* **STATED TASK**
Lines before the one containing "Where can you spot the gold" are excluded; print that line and every line after it through the end of the material below, exactly.

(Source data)

+++

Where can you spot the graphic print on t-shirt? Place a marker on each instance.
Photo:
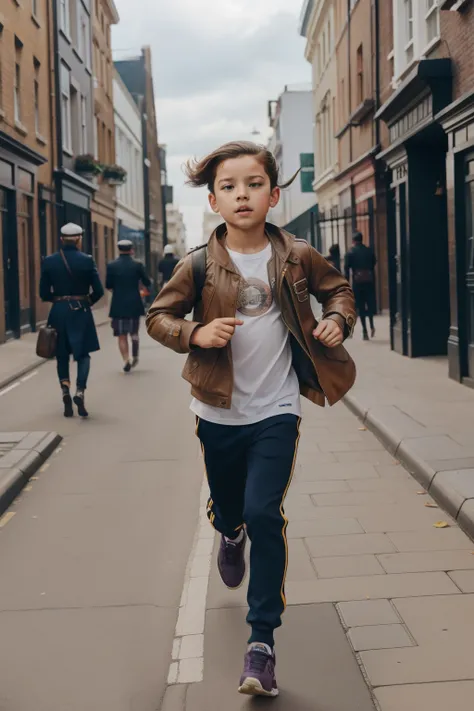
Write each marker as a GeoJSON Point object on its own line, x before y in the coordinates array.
{"type": "Point", "coordinates": [255, 297]}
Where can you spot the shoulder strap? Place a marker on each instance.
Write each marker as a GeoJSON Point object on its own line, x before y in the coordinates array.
{"type": "Point", "coordinates": [199, 265]}
{"type": "Point", "coordinates": [66, 264]}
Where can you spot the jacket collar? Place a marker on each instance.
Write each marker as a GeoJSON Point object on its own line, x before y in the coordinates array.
{"type": "Point", "coordinates": [282, 243]}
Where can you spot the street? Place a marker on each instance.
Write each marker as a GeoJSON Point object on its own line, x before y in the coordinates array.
{"type": "Point", "coordinates": [109, 590]}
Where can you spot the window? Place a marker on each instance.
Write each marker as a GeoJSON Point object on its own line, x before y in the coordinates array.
{"type": "Point", "coordinates": [84, 38]}
{"type": "Point", "coordinates": [84, 146]}
{"type": "Point", "coordinates": [16, 94]}
{"type": "Point", "coordinates": [432, 20]}
{"type": "Point", "coordinates": [66, 108]}
{"type": "Point", "coordinates": [37, 111]}
{"type": "Point", "coordinates": [360, 74]}
{"type": "Point", "coordinates": [64, 17]}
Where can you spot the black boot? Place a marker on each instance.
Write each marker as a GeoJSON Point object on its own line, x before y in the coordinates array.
{"type": "Point", "coordinates": [135, 352]}
{"type": "Point", "coordinates": [67, 401]}
{"type": "Point", "coordinates": [79, 402]}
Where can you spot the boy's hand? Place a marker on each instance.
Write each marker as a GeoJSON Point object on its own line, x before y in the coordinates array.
{"type": "Point", "coordinates": [216, 334]}
{"type": "Point", "coordinates": [329, 333]}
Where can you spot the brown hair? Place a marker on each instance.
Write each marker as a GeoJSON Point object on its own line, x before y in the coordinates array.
{"type": "Point", "coordinates": [203, 172]}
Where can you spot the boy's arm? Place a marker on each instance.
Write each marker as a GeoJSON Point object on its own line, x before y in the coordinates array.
{"type": "Point", "coordinates": [333, 291]}
{"type": "Point", "coordinates": [165, 320]}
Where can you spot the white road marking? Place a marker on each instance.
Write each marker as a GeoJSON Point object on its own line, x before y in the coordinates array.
{"type": "Point", "coordinates": [28, 377]}
{"type": "Point", "coordinates": [10, 387]}
{"type": "Point", "coordinates": [187, 664]}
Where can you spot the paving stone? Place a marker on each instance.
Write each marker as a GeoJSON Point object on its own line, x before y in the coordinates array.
{"type": "Point", "coordinates": [324, 527]}
{"type": "Point", "coordinates": [349, 545]}
{"type": "Point", "coordinates": [370, 587]}
{"type": "Point", "coordinates": [452, 488]}
{"type": "Point", "coordinates": [464, 579]}
{"type": "Point", "coordinates": [466, 517]}
{"type": "Point", "coordinates": [299, 561]}
{"type": "Point", "coordinates": [401, 518]}
{"type": "Point", "coordinates": [368, 612]}
{"type": "Point", "coordinates": [347, 566]}
{"type": "Point", "coordinates": [375, 458]}
{"type": "Point", "coordinates": [336, 470]}
{"type": "Point", "coordinates": [412, 665]}
{"type": "Point", "coordinates": [426, 561]}
{"type": "Point", "coordinates": [430, 540]}
{"type": "Point", "coordinates": [433, 697]}
{"type": "Point", "coordinates": [318, 487]}
{"type": "Point", "coordinates": [343, 445]}
{"type": "Point", "coordinates": [379, 637]}
{"type": "Point", "coordinates": [371, 498]}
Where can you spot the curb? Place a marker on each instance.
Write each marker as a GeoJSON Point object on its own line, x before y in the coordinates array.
{"type": "Point", "coordinates": [30, 452]}
{"type": "Point", "coordinates": [446, 487]}
{"type": "Point", "coordinates": [37, 364]}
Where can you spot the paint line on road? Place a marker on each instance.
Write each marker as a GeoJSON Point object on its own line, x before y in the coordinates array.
{"type": "Point", "coordinates": [28, 377]}
{"type": "Point", "coordinates": [9, 389]}
{"type": "Point", "coordinates": [187, 665]}
{"type": "Point", "coordinates": [6, 518]}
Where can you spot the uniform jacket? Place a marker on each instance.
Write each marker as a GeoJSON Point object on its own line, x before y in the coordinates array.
{"type": "Point", "coordinates": [73, 320]}
{"type": "Point", "coordinates": [359, 258]}
{"type": "Point", "coordinates": [296, 270]}
{"type": "Point", "coordinates": [124, 276]}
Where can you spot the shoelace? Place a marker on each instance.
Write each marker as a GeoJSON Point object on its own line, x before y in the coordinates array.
{"type": "Point", "coordinates": [257, 660]}
{"type": "Point", "coordinates": [231, 552]}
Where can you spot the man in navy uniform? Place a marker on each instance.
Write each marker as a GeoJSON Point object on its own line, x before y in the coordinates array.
{"type": "Point", "coordinates": [69, 279]}
{"type": "Point", "coordinates": [124, 276]}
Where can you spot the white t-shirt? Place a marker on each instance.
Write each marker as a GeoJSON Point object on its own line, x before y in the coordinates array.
{"type": "Point", "coordinates": [265, 383]}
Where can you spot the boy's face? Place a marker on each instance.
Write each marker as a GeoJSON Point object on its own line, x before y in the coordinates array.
{"type": "Point", "coordinates": [242, 193]}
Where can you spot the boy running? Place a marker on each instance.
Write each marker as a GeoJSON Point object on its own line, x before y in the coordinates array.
{"type": "Point", "coordinates": [254, 347]}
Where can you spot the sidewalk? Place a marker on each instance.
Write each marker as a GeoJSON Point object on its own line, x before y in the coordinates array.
{"type": "Point", "coordinates": [421, 416]}
{"type": "Point", "coordinates": [372, 584]}
{"type": "Point", "coordinates": [18, 357]}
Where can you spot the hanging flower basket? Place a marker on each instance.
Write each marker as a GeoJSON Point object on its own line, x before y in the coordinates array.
{"type": "Point", "coordinates": [87, 166]}
{"type": "Point", "coordinates": [114, 174]}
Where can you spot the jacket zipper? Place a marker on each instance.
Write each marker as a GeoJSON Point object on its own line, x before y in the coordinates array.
{"type": "Point", "coordinates": [303, 346]}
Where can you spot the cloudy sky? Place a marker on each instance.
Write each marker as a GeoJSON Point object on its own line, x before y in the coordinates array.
{"type": "Point", "coordinates": [216, 64]}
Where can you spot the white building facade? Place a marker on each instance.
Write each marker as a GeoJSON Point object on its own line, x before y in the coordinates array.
{"type": "Point", "coordinates": [176, 230]}
{"type": "Point", "coordinates": [210, 222]}
{"type": "Point", "coordinates": [129, 154]}
{"type": "Point", "coordinates": [291, 118]}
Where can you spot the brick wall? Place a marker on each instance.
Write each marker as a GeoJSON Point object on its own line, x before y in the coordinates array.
{"type": "Point", "coordinates": [457, 32]}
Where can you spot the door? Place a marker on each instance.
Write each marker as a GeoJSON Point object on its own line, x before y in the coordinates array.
{"type": "Point", "coordinates": [400, 307]}
{"type": "Point", "coordinates": [26, 262]}
{"type": "Point", "coordinates": [10, 263]}
{"type": "Point", "coordinates": [469, 323]}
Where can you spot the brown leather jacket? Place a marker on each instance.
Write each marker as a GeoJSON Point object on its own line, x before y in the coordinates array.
{"type": "Point", "coordinates": [296, 270]}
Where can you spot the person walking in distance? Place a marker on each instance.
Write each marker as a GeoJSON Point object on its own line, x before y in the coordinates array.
{"type": "Point", "coordinates": [124, 276]}
{"type": "Point", "coordinates": [168, 264]}
{"type": "Point", "coordinates": [253, 345]}
{"type": "Point", "coordinates": [69, 279]}
{"type": "Point", "coordinates": [361, 261]}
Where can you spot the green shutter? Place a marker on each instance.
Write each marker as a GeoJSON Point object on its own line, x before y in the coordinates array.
{"type": "Point", "coordinates": [307, 172]}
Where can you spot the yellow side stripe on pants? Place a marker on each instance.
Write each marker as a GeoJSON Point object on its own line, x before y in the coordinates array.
{"type": "Point", "coordinates": [285, 520]}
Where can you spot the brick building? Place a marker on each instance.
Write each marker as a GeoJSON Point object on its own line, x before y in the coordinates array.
{"type": "Point", "coordinates": [103, 204]}
{"type": "Point", "coordinates": [457, 119]}
{"type": "Point", "coordinates": [136, 74]}
{"type": "Point", "coordinates": [360, 178]}
{"type": "Point", "coordinates": [26, 146]}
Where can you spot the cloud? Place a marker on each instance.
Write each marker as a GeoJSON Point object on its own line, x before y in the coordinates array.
{"type": "Point", "coordinates": [216, 63]}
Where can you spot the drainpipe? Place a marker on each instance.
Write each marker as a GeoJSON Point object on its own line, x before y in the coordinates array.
{"type": "Point", "coordinates": [377, 68]}
{"type": "Point", "coordinates": [349, 78]}
{"type": "Point", "coordinates": [58, 122]}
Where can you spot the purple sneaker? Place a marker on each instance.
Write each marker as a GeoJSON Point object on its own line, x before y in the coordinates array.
{"type": "Point", "coordinates": [258, 678]}
{"type": "Point", "coordinates": [231, 562]}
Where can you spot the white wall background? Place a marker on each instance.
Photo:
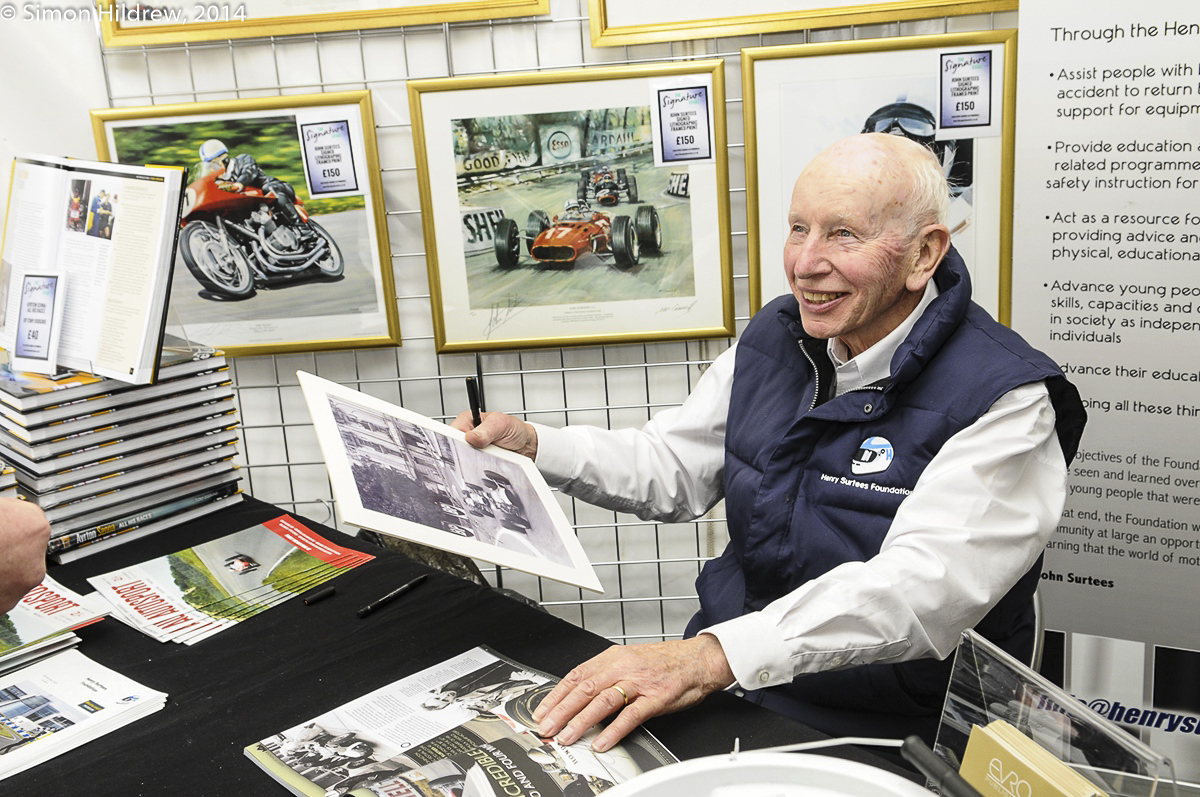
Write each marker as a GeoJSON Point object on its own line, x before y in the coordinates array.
{"type": "Point", "coordinates": [51, 75]}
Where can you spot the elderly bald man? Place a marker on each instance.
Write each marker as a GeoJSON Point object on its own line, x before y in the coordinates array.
{"type": "Point", "coordinates": [892, 461]}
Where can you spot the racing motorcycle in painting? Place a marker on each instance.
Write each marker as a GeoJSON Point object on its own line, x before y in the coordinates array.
{"type": "Point", "coordinates": [235, 241]}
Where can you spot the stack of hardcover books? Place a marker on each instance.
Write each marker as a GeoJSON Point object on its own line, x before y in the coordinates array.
{"type": "Point", "coordinates": [108, 461]}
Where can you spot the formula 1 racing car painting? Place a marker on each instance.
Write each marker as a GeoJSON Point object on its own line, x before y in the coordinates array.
{"type": "Point", "coordinates": [577, 231]}
{"type": "Point", "coordinates": [605, 186]}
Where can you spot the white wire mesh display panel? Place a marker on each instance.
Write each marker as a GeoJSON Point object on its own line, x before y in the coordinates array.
{"type": "Point", "coordinates": [647, 569]}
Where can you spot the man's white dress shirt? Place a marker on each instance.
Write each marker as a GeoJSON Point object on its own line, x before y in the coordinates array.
{"type": "Point", "coordinates": [976, 521]}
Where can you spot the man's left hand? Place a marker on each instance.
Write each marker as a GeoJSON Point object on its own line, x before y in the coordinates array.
{"type": "Point", "coordinates": [640, 682]}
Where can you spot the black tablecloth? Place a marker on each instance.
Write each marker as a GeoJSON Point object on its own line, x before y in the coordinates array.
{"type": "Point", "coordinates": [295, 661]}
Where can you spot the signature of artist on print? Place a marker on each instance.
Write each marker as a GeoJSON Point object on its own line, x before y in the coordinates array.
{"type": "Point", "coordinates": [502, 312]}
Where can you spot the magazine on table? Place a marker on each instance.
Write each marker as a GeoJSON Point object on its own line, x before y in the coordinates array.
{"type": "Point", "coordinates": [27, 395]}
{"type": "Point", "coordinates": [460, 729]}
{"type": "Point", "coordinates": [191, 594]}
{"type": "Point", "coordinates": [400, 473]}
{"type": "Point", "coordinates": [42, 623]}
{"type": "Point", "coordinates": [171, 427]}
{"type": "Point", "coordinates": [165, 513]}
{"type": "Point", "coordinates": [89, 415]}
{"type": "Point", "coordinates": [61, 702]}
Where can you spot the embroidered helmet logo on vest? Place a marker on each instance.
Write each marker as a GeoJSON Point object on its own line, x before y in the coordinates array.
{"type": "Point", "coordinates": [873, 456]}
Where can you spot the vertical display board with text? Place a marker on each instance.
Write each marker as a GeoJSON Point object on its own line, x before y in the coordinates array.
{"type": "Point", "coordinates": [1107, 280]}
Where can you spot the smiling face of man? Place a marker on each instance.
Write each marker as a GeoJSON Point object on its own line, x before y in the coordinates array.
{"type": "Point", "coordinates": [853, 259]}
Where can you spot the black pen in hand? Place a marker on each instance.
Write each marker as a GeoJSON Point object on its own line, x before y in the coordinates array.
{"type": "Point", "coordinates": [473, 397]}
{"type": "Point", "coordinates": [390, 597]}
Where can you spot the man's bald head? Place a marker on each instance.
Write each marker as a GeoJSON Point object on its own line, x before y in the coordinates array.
{"type": "Point", "coordinates": [919, 192]}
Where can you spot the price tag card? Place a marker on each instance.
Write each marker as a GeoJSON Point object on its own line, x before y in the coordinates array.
{"type": "Point", "coordinates": [683, 121]}
{"type": "Point", "coordinates": [966, 95]}
{"type": "Point", "coordinates": [329, 157]}
{"type": "Point", "coordinates": [40, 315]}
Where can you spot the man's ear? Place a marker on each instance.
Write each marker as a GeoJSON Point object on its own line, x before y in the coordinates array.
{"type": "Point", "coordinates": [934, 244]}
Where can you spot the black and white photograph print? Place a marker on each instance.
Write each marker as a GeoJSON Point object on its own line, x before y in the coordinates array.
{"type": "Point", "coordinates": [403, 474]}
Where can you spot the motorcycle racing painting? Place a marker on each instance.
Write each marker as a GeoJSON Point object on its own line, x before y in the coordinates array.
{"type": "Point", "coordinates": [280, 244]}
{"type": "Point", "coordinates": [550, 217]}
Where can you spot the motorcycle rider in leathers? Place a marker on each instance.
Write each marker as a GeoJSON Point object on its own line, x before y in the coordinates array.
{"type": "Point", "coordinates": [243, 171]}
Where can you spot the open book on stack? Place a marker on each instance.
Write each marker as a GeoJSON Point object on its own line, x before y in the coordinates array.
{"type": "Point", "coordinates": [108, 461]}
{"type": "Point", "coordinates": [191, 594]}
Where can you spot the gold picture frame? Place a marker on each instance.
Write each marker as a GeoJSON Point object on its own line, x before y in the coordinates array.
{"type": "Point", "coordinates": [635, 23]}
{"type": "Point", "coordinates": [801, 99]}
{"type": "Point", "coordinates": [121, 25]}
{"type": "Point", "coordinates": [317, 277]}
{"type": "Point", "coordinates": [501, 157]}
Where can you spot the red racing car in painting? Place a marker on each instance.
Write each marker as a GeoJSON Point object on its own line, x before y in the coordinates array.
{"type": "Point", "coordinates": [577, 231]}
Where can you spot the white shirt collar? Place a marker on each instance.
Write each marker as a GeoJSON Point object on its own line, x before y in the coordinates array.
{"type": "Point", "coordinates": [875, 363]}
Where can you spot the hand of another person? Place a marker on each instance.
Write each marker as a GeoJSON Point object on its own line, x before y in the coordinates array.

+++

* **SOLUTION TO THE EXERCISE**
Where can you spot the gold picture frame? Place a marker on each instance.
Write each marker as a GeoJSON Point object on its own line, x before y in the coordinates array.
{"type": "Point", "coordinates": [635, 23]}
{"type": "Point", "coordinates": [801, 99]}
{"type": "Point", "coordinates": [121, 25]}
{"type": "Point", "coordinates": [317, 277]}
{"type": "Point", "coordinates": [501, 157]}
Where can you spot the red racing car in painting? Place a marker on each instance.
Write each marker as a GeoJSON Point object on its own line, x before y in the coordinates array.
{"type": "Point", "coordinates": [577, 231]}
Where can you spot the white shirt collar? Place a marker on each instance.
Write each marker as a GeoJSON Point object on its own line, x before y in the coordinates array.
{"type": "Point", "coordinates": [875, 363]}
Where can you spot the hand of another person? Place a marker on each instance.
Write each marker as a GeoJSON Point object on its own line, x before y in the coordinates array.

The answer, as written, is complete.